About this exercise: List every line in the material below that contains the word "then".

____________________

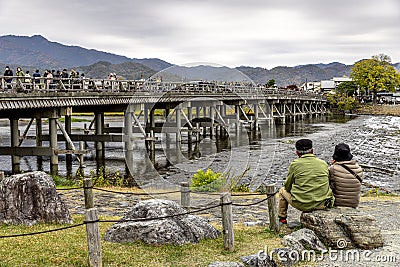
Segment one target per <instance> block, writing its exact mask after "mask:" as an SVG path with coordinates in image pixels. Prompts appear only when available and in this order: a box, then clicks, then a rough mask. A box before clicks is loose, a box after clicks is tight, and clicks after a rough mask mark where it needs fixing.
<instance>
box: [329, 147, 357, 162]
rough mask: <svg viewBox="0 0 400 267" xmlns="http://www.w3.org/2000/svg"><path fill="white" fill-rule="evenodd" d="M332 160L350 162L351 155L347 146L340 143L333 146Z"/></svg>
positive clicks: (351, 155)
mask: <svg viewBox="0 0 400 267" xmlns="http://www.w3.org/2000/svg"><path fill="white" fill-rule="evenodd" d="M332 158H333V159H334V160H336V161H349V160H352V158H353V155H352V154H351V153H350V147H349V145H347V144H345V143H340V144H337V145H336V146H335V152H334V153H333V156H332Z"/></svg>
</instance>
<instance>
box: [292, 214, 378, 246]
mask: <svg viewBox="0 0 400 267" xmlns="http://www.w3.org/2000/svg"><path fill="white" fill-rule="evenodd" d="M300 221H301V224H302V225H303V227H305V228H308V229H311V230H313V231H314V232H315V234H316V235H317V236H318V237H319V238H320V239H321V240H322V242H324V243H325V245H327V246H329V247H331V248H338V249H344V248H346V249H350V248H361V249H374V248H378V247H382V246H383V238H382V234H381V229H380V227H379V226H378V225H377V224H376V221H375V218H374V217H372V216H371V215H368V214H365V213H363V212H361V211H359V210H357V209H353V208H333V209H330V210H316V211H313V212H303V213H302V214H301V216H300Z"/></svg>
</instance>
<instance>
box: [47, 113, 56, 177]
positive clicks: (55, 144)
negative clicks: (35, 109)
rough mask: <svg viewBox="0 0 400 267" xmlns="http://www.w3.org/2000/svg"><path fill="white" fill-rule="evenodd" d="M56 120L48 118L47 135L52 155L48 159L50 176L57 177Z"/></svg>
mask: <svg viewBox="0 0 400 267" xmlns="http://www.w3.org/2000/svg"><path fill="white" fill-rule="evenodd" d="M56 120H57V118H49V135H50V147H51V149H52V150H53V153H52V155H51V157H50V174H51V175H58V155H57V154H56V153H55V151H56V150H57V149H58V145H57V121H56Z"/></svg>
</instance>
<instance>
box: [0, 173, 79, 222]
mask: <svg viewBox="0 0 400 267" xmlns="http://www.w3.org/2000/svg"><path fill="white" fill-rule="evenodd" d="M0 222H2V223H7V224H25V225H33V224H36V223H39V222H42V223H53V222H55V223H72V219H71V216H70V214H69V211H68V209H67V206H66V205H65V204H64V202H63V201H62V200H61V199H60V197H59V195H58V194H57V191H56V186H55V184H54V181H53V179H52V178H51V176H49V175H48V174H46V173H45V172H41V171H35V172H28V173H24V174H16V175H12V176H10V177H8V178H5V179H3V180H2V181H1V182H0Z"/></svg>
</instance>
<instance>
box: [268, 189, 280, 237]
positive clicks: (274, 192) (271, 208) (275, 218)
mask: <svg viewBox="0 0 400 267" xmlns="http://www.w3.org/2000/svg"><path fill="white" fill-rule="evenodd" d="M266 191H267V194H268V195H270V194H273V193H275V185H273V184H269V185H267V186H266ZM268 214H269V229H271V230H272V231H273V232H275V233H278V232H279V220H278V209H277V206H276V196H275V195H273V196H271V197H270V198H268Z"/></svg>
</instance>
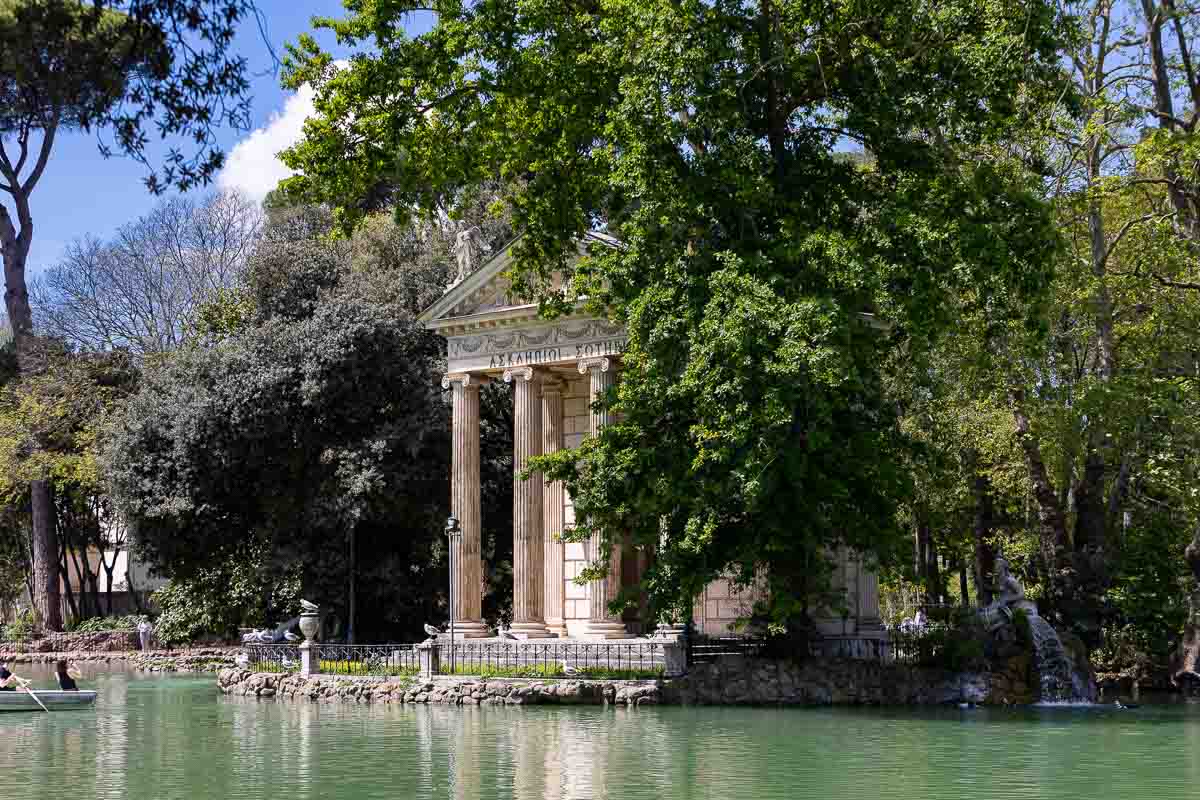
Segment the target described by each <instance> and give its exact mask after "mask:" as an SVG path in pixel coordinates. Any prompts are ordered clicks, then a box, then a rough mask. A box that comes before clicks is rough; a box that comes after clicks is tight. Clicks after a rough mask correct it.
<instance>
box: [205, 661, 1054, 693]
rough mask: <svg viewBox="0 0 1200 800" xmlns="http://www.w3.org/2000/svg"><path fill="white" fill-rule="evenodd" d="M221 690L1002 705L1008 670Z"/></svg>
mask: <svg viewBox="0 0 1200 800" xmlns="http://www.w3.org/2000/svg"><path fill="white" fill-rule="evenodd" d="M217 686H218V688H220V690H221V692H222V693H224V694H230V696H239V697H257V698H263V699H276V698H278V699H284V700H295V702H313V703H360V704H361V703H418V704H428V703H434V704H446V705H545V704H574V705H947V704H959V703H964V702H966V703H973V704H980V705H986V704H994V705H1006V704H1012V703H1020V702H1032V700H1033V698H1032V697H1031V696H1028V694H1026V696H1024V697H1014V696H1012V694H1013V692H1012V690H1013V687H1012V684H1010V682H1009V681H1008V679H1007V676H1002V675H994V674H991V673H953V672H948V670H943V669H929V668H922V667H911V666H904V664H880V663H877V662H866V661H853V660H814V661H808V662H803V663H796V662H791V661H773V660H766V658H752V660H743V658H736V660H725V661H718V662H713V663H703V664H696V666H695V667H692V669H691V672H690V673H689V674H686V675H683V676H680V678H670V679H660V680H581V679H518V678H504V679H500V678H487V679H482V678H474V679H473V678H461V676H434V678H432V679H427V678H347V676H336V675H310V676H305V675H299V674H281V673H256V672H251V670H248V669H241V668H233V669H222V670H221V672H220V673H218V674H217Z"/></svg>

____________________

Solution to this exercise:
Segment one target per <instance> block, writing its exact mask after "mask:" as an SVG path with coordinates in image pixels. Prompts appear only when available and in this order: a box, then clicks, then a rough mask. A box before clicks is loose, a box after clicks is tight, and clicks after a rough mask mark where it needs fixing.
Segment the target described by each <instance> and give its exact mask after "mask:" as an SVG path in pixel coordinates. Any prompts are ordered clicks, then a box, then a rough mask. A box that comes before clicks is rough; a box that comes after clicks is tight. Clicks after a rough mask correct it.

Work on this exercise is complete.